Scientific classification
- Kingdom: Animalia
- Phylum: Chordata
- Class: Mammalia
- Order: Lagomorpha
- Family: Leporidae
- Genus: Lepus
- Species: L. corsicanus
- Binomial name: Lepus corsicanus de Winton, 1898

= Corsican hare =

- Genus: Lepus
- Species: corsicanus
- Authority: de Winton, 1898
- Conservation status: VU

Species of mammal

The Corsican hare (Lepus corsicanus), also known as the Apennine hare or Italian hare, is a species of hare found in Southern Italy, Central Italy, and Corsica.

==Taxonomy==
It was first described as a species in 1898 by the British zoologist William Edward de Winton using specimens from Corsica. It was later regarded as a subspecies of the European hare (L. europaeus) or both were treated as subspecies of the Cape hare (L. capensis). It is now often treated as a full species as it does not appear to hybridize with the European hare where their ranges overlap and studies of mitochondrial DNA suggest that it belongs to a distinct lineage which differentiated in isolated refuges during the last glacial period. It is placed in the Eulagos subgenus.

--- BRIEF 1 ---
Translate this sentence from the Corsican hare article into Spanish: "It is placed in the Eulagos subgenus."
--- BRIEF 2 ---
Copy everything in the Corsican hare article from "Species of mammal" down to "Italy, and Corsica.".
--- BRIEF 3 ---
Continue the Corsican hare article from its last sentence.
You can ignore the listing.

--- SOURCE INFORMATION ---
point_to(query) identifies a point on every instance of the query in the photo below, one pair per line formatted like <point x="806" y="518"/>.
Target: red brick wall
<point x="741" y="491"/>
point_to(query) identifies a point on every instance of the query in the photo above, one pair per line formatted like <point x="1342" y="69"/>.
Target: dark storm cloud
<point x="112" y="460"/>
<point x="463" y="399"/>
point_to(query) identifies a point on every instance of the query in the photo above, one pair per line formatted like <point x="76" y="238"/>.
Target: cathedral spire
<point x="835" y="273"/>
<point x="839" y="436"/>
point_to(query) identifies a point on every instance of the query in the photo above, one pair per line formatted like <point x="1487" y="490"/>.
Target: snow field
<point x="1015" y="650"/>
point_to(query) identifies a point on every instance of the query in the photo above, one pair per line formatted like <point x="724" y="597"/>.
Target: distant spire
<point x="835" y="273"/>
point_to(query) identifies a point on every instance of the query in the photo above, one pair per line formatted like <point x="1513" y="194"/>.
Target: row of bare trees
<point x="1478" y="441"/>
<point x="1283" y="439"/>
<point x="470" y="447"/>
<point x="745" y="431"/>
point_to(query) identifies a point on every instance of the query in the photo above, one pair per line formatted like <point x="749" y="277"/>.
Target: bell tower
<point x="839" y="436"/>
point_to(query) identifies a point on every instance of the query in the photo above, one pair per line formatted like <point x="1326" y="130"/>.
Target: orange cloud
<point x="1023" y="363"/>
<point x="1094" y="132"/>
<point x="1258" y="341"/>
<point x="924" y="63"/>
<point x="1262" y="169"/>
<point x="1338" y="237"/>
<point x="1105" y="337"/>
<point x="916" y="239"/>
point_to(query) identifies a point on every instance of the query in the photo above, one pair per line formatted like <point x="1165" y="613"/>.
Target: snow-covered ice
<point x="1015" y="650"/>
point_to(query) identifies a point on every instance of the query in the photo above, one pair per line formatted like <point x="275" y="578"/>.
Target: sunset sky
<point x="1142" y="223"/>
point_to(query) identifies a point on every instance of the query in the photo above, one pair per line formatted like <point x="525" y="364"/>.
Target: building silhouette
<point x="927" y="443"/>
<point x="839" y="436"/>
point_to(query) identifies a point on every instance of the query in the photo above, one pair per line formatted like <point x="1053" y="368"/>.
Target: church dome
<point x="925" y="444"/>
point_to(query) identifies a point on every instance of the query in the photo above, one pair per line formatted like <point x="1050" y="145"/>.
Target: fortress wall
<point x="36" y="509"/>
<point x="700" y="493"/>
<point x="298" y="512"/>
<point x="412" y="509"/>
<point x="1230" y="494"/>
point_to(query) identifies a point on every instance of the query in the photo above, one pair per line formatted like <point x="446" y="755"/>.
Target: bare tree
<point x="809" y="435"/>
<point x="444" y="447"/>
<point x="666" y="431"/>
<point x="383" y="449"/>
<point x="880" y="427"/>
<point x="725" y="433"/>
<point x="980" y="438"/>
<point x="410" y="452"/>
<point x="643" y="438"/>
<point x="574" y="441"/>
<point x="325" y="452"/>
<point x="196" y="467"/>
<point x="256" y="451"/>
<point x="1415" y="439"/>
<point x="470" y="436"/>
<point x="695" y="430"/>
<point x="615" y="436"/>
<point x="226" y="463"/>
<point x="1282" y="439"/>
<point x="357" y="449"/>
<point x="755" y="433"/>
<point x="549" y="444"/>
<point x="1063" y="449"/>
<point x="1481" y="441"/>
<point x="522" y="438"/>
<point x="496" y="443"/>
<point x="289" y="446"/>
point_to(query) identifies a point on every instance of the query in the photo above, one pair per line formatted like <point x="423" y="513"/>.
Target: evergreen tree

--- TASK ANSWER 1 ---
Se sitúa en el subgénero Eulagos.

--- TASK ANSWER 2 ---
Species of mammal

The Corsican hare (Lepus corsicanus), also known as the Apennine hare or Italian hare, is a species of hare found in Southern Italy, Central Italy, and Corsica.

--- TASK ANSWER 3 ---
==Description==
It is similar to the European hare in appearance, being largely brown with a cream-coloured belly. It differs in having grey rather than white bases to the hairs of the underfur. It is smaller on average than the European hare with a head and body length of 44.1–61.2 cm, a tail length of 6.6–11.2 cm and a weight of 1.8–3.8 kg. The ears and hind legs are relatively longer, 9–12.6 cm and 11.4–13.5 cm respectively.

==Distribution and habitat==
It is found in maquis shrubland, grassland, cultivated areas and dunes. It is common and widespread on Sicily where it occurs from sea-level up to 2400 m on Mount Etna. In mainland Italy, its range is more fragmented, extending patchily north to Tuscany on the west coast and Foggia on the east coast. It was introduced to Corsica by humans, probably between the 14th and 17th centuries, and is currently rare there with only a few recent records.

==Status and conservation==
Its population appears to be declining and it is classified as "Vulnerable" by the International Union for Conservation of Nature (IUCN). It is threatened by habitat loss, hunting and competition with European rabbits and introduced populations of European hares. It is now protected from hunting but the similarity between this species and the European hare makes protection difficult to enforce.